(Source data)
::::::::::

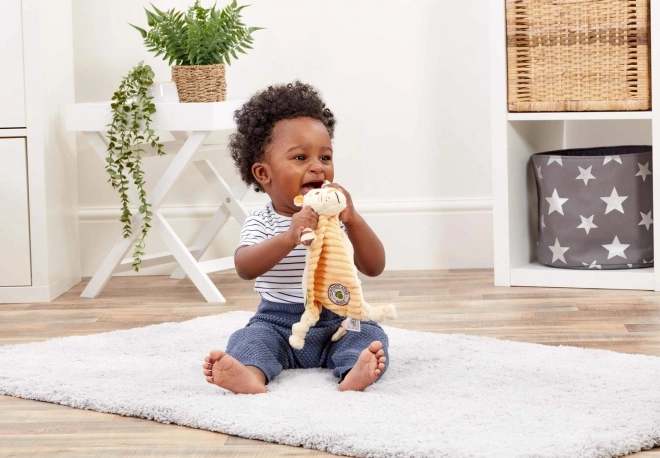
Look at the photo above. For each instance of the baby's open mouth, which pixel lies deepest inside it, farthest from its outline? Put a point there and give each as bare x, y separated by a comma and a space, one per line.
311, 185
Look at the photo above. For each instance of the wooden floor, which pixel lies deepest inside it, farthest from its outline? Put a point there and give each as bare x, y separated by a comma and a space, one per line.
435, 301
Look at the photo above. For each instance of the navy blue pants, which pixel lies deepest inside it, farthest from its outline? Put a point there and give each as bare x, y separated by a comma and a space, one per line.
264, 342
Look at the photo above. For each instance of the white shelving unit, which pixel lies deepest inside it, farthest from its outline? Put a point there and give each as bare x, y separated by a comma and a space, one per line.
516, 136
39, 250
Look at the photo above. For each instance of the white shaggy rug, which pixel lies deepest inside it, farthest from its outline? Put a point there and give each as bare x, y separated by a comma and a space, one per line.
443, 395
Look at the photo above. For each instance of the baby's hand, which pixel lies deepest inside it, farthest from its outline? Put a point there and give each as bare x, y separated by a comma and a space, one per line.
304, 219
348, 214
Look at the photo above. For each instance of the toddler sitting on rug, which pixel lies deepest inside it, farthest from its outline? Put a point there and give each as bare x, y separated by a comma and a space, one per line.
283, 146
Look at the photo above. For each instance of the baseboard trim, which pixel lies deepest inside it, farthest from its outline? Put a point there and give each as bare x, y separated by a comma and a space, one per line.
465, 205
24, 294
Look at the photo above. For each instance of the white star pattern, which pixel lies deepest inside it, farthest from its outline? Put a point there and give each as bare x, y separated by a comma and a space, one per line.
616, 248
646, 220
558, 251
556, 203
643, 171
612, 158
613, 202
585, 175
556, 159
587, 223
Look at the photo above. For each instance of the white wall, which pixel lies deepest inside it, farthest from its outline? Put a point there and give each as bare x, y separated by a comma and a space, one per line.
407, 80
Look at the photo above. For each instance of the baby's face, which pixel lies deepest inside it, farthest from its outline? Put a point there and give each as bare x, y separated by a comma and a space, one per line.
299, 158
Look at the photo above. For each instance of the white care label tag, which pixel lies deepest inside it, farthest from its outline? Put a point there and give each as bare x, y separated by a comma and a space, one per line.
353, 324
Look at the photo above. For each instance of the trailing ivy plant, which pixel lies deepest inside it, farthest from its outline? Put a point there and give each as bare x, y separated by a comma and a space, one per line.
130, 129
201, 36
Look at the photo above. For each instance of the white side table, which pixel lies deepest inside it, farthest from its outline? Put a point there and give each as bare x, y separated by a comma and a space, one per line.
190, 124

::::::::::

Work task – Lines from the one containing "the white care" to the last line above, both included: copy these exactly and write nothing else.

Response area –
Look at the photo above. For each instance of the white care label tag, which pixel lies deepest inside it, farthest from its outline? Put a point there and give each as bare x, y separated by a comma and a space, one per line.
353, 324
Look at the photo above. For each instance of the trailing ivy plant, which pixel lies deepest inside it, farthest from its outline? Put a point there and give each as bare x, y separated by a comma and a space, one per line.
130, 129
201, 36
Look at the photo above. For each instance of the white side table, which pixel lies deepest inside it, farthest from its outline? Put a point there and give each as bare x, y separated by a comma and a space, one per line.
190, 124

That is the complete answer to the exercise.